====== The data

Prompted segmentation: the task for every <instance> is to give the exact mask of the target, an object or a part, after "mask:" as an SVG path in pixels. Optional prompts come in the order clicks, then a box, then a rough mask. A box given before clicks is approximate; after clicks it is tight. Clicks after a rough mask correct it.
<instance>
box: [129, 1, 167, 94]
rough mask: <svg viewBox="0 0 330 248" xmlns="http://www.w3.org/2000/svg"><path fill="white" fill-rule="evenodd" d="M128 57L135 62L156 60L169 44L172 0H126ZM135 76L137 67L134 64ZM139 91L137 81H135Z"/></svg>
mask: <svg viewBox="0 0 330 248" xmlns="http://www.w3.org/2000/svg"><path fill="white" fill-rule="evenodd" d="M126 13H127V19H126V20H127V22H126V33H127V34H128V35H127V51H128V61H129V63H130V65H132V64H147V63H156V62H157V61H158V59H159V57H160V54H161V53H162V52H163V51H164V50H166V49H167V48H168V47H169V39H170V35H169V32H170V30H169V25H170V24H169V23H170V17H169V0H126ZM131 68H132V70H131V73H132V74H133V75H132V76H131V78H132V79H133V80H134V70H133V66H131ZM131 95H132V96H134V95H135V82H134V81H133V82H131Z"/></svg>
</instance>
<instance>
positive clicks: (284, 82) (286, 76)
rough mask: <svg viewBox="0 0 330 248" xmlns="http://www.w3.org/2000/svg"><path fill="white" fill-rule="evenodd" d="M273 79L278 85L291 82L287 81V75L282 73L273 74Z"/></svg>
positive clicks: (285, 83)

============
====== The data

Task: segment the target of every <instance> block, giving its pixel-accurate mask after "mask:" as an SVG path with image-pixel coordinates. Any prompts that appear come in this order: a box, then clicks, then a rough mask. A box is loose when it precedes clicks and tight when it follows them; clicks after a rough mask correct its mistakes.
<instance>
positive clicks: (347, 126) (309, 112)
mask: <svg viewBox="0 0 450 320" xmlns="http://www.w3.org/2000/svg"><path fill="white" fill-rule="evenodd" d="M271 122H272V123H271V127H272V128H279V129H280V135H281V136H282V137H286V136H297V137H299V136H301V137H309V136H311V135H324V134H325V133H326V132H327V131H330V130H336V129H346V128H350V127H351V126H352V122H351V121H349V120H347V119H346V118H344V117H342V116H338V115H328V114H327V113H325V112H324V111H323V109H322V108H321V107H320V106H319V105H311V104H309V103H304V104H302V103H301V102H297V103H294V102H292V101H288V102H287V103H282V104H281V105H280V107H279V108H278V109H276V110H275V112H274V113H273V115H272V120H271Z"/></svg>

============
====== The data

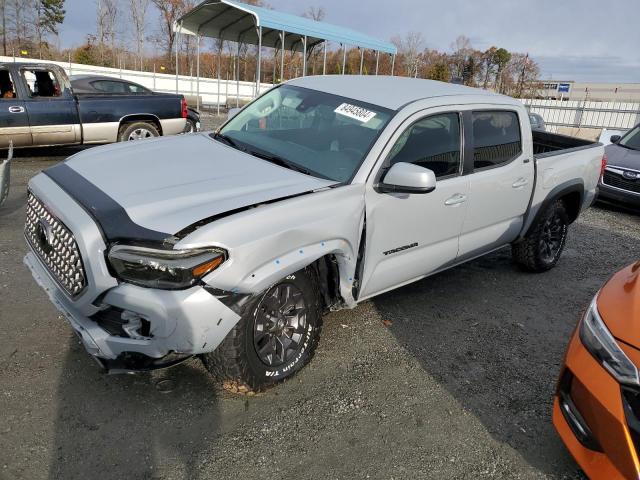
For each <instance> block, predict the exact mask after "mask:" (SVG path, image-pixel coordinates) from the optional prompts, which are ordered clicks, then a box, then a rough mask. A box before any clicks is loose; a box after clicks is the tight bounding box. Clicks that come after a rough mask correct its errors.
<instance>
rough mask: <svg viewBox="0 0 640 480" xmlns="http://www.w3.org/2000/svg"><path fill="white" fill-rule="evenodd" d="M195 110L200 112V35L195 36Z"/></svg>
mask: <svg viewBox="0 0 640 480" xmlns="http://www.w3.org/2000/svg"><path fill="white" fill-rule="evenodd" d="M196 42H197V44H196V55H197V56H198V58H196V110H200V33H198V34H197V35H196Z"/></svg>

============

__To-do item__. Copy the entries, unchanged, from the line containing "</instance>" through the line containing "positive clicks: (285, 83)", including both of those lines.

__Task output__.
</instance>
<instance>
positive clicks: (284, 82) (286, 76)
rough mask: <svg viewBox="0 0 330 248" xmlns="http://www.w3.org/2000/svg"><path fill="white" fill-rule="evenodd" d="M273 79L278 85L291 82L287 81V75L282 73L273 74Z"/></svg>
positive clicks: (285, 83)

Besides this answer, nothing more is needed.